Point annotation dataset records
——

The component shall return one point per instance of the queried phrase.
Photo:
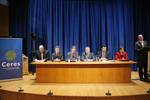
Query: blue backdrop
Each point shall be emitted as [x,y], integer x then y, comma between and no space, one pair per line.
[94,23]
[10,58]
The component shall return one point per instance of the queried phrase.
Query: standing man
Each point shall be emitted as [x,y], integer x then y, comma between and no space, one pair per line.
[87,55]
[42,55]
[142,57]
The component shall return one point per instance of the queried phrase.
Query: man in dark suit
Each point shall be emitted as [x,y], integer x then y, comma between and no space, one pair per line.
[87,55]
[41,55]
[73,55]
[142,57]
[102,54]
[57,56]
[121,54]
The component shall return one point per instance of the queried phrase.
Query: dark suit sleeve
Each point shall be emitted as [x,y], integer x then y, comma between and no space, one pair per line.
[47,56]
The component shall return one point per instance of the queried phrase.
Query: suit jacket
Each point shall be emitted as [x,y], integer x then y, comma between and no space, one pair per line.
[46,55]
[73,57]
[119,56]
[99,54]
[139,49]
[86,57]
[57,56]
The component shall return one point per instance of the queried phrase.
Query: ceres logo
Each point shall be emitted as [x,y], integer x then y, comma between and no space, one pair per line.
[10,55]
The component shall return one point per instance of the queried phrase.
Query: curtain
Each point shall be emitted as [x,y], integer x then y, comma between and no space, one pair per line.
[82,23]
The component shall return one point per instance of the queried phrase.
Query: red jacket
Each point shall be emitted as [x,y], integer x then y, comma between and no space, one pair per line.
[120,56]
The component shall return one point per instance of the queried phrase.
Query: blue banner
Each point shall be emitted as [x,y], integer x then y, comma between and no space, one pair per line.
[10,58]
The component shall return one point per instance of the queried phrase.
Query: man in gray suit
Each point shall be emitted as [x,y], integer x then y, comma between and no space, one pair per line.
[142,57]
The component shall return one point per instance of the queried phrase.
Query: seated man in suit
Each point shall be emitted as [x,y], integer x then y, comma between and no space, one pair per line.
[102,55]
[121,55]
[57,56]
[73,55]
[41,55]
[87,55]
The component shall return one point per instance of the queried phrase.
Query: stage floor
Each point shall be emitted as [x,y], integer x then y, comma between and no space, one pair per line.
[28,84]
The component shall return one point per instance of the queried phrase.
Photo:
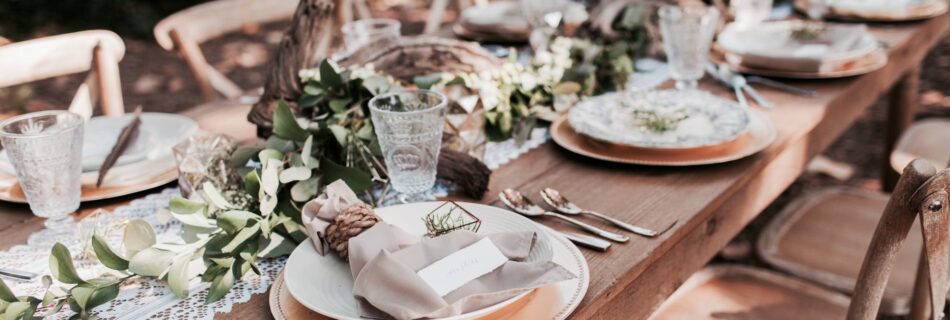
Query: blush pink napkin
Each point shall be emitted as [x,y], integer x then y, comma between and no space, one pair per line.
[318,213]
[384,260]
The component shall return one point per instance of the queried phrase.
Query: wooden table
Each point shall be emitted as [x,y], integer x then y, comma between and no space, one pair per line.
[712,203]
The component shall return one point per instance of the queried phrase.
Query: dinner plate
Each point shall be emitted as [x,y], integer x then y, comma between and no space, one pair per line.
[772,45]
[613,118]
[867,64]
[881,10]
[761,134]
[324,283]
[156,167]
[554,301]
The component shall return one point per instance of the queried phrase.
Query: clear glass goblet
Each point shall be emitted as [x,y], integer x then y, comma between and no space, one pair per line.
[687,35]
[45,149]
[409,127]
[359,33]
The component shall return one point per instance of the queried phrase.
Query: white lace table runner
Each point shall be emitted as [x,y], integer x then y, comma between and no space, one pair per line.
[142,299]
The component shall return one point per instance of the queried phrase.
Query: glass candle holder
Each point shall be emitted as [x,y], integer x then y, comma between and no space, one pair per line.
[359,33]
[45,149]
[687,35]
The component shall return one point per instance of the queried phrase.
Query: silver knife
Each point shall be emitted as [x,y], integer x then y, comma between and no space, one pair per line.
[781,86]
[585,241]
[17,274]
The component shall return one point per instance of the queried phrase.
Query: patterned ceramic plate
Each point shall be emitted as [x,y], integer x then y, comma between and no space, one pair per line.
[665,119]
[324,283]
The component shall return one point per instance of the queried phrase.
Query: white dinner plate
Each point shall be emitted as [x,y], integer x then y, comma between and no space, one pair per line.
[324,283]
[149,155]
[610,118]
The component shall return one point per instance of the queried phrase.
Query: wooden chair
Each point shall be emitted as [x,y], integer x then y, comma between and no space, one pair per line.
[735,292]
[184,31]
[96,51]
[821,236]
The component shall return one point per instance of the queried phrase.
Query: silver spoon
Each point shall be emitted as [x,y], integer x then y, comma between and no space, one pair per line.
[521,204]
[555,199]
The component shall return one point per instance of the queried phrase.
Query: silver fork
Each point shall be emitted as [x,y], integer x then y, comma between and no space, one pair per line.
[555,199]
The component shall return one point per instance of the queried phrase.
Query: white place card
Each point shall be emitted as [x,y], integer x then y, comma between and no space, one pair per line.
[463,266]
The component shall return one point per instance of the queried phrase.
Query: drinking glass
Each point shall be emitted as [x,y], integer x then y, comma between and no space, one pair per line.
[45,149]
[362,32]
[409,127]
[749,13]
[687,34]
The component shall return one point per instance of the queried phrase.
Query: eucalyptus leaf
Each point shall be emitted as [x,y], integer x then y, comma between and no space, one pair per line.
[220,286]
[5,293]
[138,236]
[357,180]
[61,265]
[194,220]
[305,190]
[340,105]
[211,194]
[427,81]
[151,262]
[107,256]
[276,246]
[16,310]
[295,174]
[178,276]
[234,220]
[286,126]
[329,76]
[312,89]
[270,154]
[306,155]
[184,206]
[252,183]
[242,155]
[242,236]
[340,133]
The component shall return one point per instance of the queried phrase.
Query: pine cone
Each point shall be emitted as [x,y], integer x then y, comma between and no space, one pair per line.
[349,223]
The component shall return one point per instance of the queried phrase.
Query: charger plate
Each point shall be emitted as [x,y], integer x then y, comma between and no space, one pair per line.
[928,9]
[761,133]
[866,64]
[554,301]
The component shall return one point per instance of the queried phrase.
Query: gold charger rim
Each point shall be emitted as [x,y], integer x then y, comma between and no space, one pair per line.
[278,291]
[90,193]
[926,11]
[874,61]
[760,135]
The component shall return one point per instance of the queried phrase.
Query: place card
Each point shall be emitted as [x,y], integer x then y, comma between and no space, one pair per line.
[463,266]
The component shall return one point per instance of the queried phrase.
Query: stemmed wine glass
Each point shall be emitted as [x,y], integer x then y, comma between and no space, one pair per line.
[409,126]
[45,149]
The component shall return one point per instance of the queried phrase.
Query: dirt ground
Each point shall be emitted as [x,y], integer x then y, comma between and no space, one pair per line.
[160,81]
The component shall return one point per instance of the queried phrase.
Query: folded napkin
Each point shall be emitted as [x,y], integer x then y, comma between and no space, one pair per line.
[317,214]
[836,46]
[384,261]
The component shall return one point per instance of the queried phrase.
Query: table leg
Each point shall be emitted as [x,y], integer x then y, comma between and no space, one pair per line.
[902,105]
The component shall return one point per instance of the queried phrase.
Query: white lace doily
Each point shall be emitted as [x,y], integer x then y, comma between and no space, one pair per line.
[143,299]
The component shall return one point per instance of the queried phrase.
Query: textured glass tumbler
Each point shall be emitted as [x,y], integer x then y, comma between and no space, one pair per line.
[46,151]
[409,126]
[362,32]
[687,34]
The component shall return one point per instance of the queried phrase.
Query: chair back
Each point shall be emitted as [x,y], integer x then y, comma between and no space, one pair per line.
[97,51]
[923,192]
[185,30]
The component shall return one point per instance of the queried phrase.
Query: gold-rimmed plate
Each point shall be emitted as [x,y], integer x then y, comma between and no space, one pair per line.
[761,134]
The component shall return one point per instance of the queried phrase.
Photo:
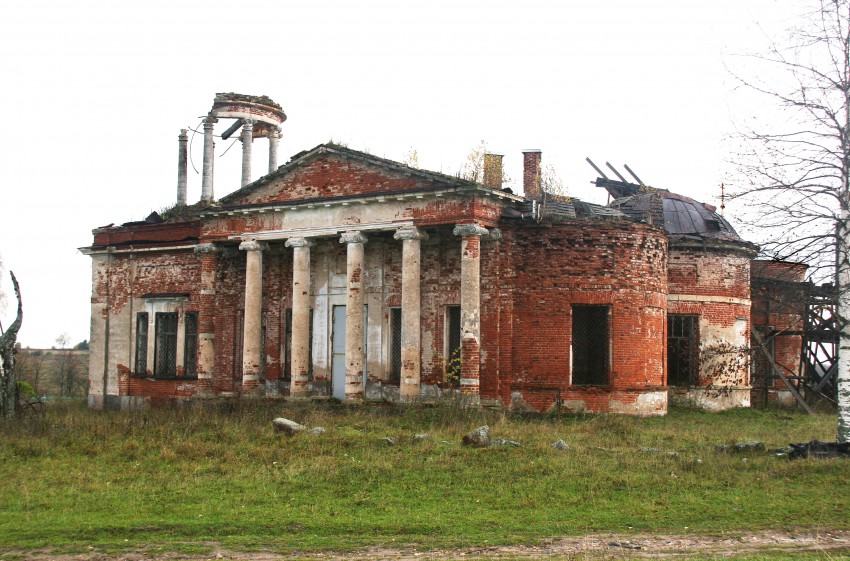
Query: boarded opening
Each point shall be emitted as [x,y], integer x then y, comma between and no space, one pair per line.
[395,344]
[591,345]
[165,349]
[682,350]
[190,347]
[141,343]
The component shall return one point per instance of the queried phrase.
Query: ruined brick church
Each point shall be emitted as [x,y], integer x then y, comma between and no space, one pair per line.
[343,275]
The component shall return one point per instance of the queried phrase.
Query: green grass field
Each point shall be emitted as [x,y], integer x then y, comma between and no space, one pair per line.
[183,478]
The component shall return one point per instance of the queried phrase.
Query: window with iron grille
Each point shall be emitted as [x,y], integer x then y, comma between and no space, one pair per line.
[141,343]
[682,350]
[763,365]
[238,324]
[165,344]
[395,344]
[452,331]
[591,345]
[190,346]
[287,349]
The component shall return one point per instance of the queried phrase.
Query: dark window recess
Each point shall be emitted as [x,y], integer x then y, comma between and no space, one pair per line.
[287,368]
[681,350]
[453,332]
[590,345]
[238,323]
[395,344]
[310,349]
[191,345]
[287,350]
[141,343]
[762,365]
[263,352]
[165,346]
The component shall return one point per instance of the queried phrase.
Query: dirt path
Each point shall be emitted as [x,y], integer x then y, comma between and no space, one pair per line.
[596,546]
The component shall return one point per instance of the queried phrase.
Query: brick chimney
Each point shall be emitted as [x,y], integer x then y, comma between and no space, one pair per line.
[493,171]
[531,173]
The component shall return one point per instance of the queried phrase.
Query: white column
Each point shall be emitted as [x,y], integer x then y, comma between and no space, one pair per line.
[355,356]
[182,165]
[300,359]
[209,146]
[274,140]
[247,147]
[252,331]
[470,305]
[411,344]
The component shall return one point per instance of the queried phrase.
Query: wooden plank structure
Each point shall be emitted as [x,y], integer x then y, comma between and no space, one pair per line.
[816,378]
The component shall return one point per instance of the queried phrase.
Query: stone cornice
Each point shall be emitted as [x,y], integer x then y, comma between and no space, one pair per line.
[353,236]
[253,245]
[410,233]
[204,248]
[466,230]
[299,242]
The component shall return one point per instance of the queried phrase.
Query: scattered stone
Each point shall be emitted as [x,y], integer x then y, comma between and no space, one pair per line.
[740,447]
[625,545]
[672,454]
[560,445]
[479,438]
[287,427]
[817,449]
[503,442]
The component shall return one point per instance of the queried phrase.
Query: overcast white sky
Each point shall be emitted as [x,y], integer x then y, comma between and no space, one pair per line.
[94,94]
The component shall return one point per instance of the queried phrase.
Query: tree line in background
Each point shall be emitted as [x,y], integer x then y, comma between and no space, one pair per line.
[60,371]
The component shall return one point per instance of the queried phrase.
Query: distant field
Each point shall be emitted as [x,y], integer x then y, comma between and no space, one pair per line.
[184,479]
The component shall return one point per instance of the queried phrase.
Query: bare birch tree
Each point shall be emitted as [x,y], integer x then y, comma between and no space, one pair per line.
[797,162]
[8,380]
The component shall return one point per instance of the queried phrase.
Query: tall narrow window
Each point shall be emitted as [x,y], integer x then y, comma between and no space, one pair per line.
[452,332]
[165,346]
[287,350]
[141,343]
[238,325]
[591,345]
[395,344]
[190,353]
[681,350]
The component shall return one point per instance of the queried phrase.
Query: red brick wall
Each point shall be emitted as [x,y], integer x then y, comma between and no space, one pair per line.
[331,176]
[544,271]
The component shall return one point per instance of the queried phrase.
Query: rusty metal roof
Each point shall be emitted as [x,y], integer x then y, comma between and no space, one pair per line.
[682,215]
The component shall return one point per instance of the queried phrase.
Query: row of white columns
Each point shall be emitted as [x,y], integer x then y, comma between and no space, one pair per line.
[247,139]
[411,237]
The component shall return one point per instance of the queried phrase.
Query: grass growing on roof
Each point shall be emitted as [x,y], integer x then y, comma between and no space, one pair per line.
[75,478]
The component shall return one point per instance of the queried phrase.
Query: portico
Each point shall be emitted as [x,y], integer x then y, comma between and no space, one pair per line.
[367,289]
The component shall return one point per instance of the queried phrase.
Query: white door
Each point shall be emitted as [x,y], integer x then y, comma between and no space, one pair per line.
[338,353]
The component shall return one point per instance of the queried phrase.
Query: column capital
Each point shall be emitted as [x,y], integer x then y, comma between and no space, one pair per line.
[204,248]
[253,245]
[466,230]
[353,236]
[410,233]
[299,242]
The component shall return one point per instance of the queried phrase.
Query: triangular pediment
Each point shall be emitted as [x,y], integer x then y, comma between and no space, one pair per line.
[333,172]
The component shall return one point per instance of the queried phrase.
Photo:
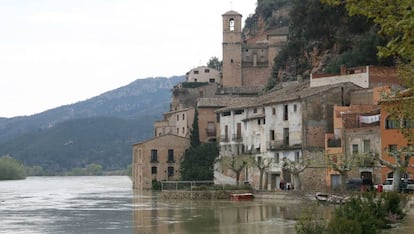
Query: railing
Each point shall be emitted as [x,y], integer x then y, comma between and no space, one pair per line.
[211,132]
[185,185]
[334,142]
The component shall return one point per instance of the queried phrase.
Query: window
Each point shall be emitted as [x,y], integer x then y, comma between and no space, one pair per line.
[355,148]
[231,24]
[286,136]
[170,156]
[170,171]
[367,146]
[285,112]
[272,135]
[297,156]
[154,156]
[238,112]
[154,170]
[277,158]
[391,123]
[392,148]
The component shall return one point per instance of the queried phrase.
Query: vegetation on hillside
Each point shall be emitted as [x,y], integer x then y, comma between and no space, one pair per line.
[11,169]
[321,38]
[364,213]
[198,160]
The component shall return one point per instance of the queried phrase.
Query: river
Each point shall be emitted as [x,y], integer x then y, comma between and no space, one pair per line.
[108,205]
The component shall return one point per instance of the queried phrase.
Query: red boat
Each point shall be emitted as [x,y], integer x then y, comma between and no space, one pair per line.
[241,196]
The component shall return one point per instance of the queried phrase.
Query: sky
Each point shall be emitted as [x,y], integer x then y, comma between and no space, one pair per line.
[59,52]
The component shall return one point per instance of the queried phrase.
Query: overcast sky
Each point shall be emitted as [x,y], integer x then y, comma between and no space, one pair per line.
[58,52]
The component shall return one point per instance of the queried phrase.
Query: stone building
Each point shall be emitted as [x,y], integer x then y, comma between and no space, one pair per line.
[248,62]
[204,74]
[157,159]
[286,123]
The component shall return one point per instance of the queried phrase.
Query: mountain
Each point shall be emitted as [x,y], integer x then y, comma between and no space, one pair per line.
[98,130]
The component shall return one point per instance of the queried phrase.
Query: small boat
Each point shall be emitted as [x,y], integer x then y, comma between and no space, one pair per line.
[241,196]
[325,197]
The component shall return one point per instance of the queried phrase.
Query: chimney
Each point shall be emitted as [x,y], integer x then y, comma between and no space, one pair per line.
[343,70]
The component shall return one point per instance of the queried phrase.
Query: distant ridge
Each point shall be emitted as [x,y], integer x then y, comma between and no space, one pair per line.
[123,115]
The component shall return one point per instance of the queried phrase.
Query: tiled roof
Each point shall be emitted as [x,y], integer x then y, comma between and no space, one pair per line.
[232,13]
[226,101]
[294,92]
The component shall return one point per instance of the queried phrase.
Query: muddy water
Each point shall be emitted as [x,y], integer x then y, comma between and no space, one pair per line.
[108,205]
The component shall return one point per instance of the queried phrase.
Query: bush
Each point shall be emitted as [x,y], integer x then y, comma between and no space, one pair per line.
[11,169]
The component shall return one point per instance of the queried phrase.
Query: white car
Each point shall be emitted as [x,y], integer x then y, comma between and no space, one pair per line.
[406,185]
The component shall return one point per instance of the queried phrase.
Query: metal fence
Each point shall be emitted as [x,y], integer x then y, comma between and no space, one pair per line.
[185,185]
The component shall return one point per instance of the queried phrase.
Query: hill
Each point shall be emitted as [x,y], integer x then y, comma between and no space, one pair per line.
[98,130]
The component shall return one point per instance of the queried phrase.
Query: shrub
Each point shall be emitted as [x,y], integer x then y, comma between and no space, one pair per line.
[11,169]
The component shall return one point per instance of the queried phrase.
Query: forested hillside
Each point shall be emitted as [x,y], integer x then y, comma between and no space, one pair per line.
[322,38]
[100,130]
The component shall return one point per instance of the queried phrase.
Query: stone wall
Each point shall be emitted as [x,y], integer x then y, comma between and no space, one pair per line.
[200,195]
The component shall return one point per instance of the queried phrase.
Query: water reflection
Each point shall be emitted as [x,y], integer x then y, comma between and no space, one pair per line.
[154,215]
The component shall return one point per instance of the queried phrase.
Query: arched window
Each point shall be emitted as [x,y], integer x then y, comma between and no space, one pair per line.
[392,123]
[231,24]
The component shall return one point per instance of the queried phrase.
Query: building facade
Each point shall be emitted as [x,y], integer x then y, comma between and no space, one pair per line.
[157,159]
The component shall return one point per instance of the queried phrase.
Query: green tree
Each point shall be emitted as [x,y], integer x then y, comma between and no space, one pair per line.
[215,63]
[11,169]
[198,162]
[262,165]
[194,133]
[295,168]
[236,164]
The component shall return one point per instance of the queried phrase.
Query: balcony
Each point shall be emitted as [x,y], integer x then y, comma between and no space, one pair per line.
[237,138]
[211,132]
[282,145]
[334,143]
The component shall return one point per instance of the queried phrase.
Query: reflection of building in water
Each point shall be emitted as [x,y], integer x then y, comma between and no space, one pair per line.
[152,215]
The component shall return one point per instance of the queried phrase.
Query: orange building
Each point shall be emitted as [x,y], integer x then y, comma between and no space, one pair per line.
[393,139]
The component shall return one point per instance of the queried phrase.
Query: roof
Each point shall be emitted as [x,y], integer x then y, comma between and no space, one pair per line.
[225,101]
[286,94]
[298,91]
[160,137]
[232,13]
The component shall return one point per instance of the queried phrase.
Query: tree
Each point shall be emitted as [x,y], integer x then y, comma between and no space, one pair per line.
[262,165]
[236,164]
[198,162]
[402,158]
[11,169]
[194,133]
[295,168]
[215,63]
[342,165]
[396,21]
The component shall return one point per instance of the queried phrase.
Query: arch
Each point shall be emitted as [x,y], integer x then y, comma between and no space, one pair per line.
[392,122]
[232,24]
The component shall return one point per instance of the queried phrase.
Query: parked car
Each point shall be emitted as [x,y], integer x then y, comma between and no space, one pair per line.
[354,184]
[406,185]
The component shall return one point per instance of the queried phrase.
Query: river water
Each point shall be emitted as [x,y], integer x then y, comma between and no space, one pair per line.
[108,205]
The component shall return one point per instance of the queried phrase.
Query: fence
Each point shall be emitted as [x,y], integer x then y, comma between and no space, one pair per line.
[184,185]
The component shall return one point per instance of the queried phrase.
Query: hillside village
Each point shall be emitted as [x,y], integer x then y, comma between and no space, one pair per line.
[310,134]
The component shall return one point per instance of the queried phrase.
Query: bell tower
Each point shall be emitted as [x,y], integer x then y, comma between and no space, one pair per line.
[232,49]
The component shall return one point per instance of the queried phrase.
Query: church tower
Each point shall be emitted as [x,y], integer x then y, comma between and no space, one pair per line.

——

_Your task_. List every line in the records above that contains the word "gold". Copy each line in full, in the order it appears.

_Reply_.
Query: gold charger rim
Query: gold-rimmed plate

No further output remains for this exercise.